Dick, the Prodigy of Aberdaron, North Wales

Richard Jones was famous in the early nineteenth century has been described as “the most prodigious intellectual freak that ever came out of Wales … He had the gift of tongues, and a mania for acquiring them under discouraging circumstances, developed to a degree that gives him a place to himself among village prodigies. He was the son of an illiterate carpenter, and the descendant of generations  of rude Lleyn peasants.” It is unlikely any of his ancestors could read or write, but by his death at about 60 year of age, he had mastered thirty-five languages.

He was described as “a frowsy, dirty peasant, or worse … filthy in person, part mendicant, part medicine man: one quarter idiot, three quarters genius.”

====

What you need to do – Copy the passage about Dick of Aberdaron word for word from "Dick, the Prodigy" to "mastered thirty-five languages.".

====

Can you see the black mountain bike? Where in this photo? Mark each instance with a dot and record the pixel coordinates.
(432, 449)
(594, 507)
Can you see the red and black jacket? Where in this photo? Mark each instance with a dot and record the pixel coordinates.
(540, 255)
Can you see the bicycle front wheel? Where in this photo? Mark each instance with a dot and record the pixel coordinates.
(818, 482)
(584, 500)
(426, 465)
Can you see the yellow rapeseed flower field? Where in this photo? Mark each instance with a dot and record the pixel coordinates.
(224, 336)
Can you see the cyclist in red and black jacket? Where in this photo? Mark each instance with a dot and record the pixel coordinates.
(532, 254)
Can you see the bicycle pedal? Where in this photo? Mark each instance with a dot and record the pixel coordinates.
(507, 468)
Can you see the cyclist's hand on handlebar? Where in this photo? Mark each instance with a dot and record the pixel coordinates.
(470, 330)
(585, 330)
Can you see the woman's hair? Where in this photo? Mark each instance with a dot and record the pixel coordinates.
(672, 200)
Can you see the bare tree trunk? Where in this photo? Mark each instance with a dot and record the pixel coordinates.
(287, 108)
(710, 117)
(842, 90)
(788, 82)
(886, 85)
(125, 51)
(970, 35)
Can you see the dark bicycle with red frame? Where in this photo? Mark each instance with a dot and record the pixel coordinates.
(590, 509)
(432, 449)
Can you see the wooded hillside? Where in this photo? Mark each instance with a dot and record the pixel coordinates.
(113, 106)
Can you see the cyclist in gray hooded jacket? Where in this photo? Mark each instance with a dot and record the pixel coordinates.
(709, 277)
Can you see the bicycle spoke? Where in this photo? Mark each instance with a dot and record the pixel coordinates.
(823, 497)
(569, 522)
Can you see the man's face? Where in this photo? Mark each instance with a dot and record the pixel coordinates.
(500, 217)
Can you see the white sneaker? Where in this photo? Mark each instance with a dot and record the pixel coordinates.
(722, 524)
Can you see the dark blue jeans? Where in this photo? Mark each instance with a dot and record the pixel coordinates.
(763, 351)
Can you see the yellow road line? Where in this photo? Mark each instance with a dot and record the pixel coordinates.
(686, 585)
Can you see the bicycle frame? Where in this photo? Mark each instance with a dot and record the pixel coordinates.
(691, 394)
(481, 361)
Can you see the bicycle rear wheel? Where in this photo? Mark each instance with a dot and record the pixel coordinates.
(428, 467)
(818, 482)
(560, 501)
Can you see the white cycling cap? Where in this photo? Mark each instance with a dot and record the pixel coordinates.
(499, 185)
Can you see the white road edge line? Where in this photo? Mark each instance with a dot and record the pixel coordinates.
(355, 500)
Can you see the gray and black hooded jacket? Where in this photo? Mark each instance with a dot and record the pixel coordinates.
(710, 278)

====

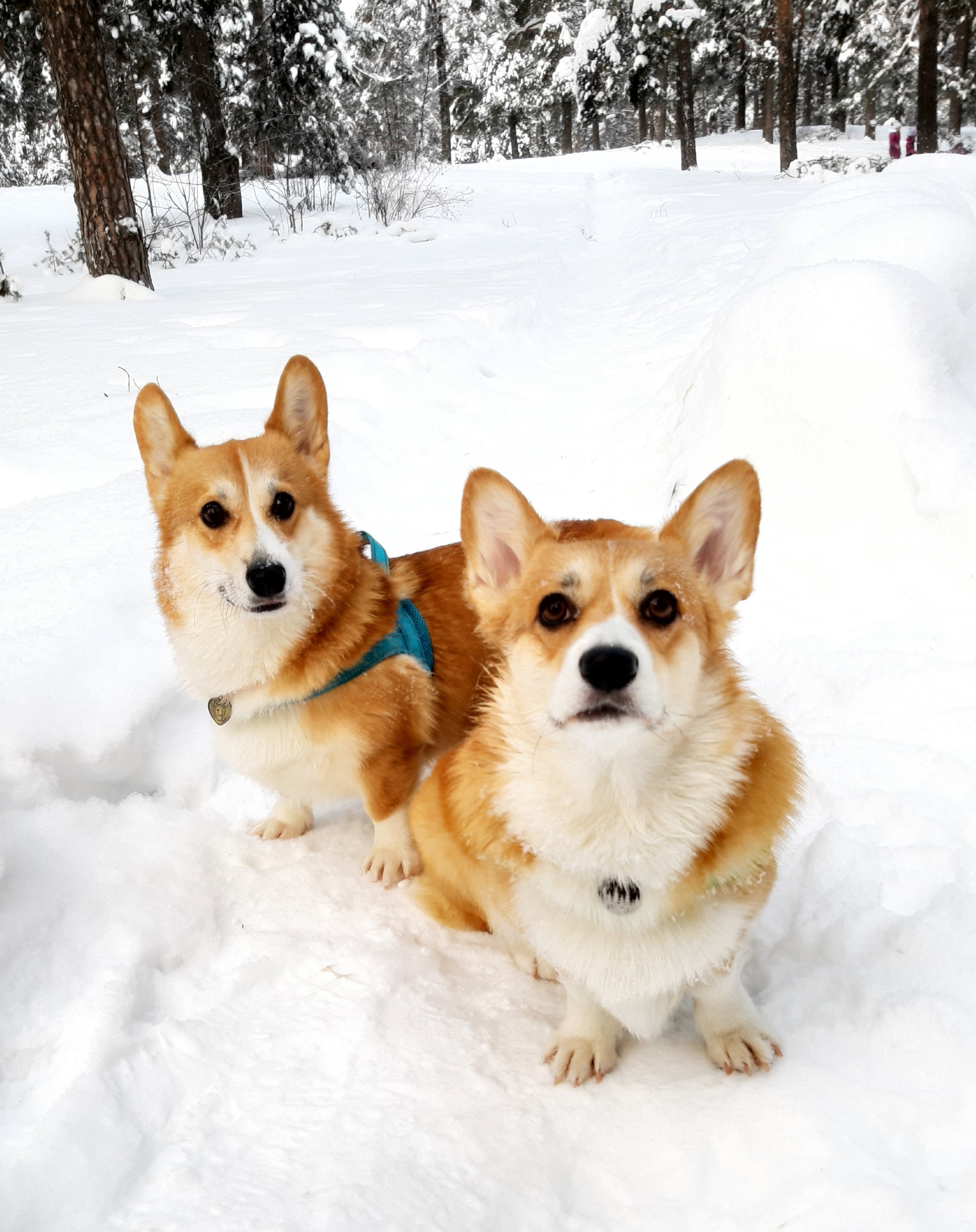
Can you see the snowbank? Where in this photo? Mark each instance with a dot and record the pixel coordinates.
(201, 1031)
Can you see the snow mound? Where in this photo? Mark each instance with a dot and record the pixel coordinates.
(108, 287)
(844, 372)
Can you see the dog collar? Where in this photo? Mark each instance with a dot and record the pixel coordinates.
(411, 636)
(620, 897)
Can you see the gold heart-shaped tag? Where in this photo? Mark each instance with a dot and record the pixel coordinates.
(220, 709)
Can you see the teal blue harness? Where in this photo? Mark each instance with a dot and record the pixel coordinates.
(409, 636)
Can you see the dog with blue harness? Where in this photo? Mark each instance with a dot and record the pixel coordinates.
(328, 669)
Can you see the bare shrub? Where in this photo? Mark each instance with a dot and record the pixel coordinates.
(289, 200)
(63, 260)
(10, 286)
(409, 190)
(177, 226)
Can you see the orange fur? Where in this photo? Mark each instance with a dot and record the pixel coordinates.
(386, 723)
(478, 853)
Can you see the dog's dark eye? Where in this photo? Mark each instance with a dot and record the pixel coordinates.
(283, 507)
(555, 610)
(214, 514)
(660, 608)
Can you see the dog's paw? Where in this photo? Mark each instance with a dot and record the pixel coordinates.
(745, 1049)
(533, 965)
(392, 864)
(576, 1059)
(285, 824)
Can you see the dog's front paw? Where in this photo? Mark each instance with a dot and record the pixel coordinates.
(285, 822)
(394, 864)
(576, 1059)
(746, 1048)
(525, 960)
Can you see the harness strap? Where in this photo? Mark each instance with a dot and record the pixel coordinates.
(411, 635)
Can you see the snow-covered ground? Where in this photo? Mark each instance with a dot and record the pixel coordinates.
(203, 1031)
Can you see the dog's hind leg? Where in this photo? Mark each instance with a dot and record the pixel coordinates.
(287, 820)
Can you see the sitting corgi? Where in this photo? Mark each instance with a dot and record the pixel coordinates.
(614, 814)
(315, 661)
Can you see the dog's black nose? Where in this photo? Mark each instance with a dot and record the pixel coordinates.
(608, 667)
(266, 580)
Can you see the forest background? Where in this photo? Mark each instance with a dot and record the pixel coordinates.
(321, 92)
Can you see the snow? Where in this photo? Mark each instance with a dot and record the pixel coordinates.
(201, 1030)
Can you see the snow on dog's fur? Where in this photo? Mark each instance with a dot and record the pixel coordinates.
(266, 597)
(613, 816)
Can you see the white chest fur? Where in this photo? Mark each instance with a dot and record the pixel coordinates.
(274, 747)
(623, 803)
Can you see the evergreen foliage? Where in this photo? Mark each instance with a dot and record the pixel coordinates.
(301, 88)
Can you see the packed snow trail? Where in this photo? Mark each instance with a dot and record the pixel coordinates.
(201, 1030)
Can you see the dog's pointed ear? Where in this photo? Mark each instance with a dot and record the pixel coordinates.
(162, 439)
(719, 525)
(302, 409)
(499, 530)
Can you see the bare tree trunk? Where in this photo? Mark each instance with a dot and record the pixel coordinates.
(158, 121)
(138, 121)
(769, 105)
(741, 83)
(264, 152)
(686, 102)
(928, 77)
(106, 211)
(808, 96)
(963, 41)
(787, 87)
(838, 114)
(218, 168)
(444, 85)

====

Written response –
Dick, the Prodigy of Aberdaron, North Wales

Richard Jones was famous in the early nineteenth century has been described as “the most prodigious intellectual freak that ever came out of Wales … He had the gift of tongues, and a mania for acquiring them under discouraging circumstances, developed to a degree that gives him a place to himself among village prodigies. He was the son of an illiterate carpenter, and the descendant of generations  of rude Lleyn peasants.” It is unlikely any of his ancestors could read or write, but by his death at about 60 year of age, he had mastered thirty-five languages.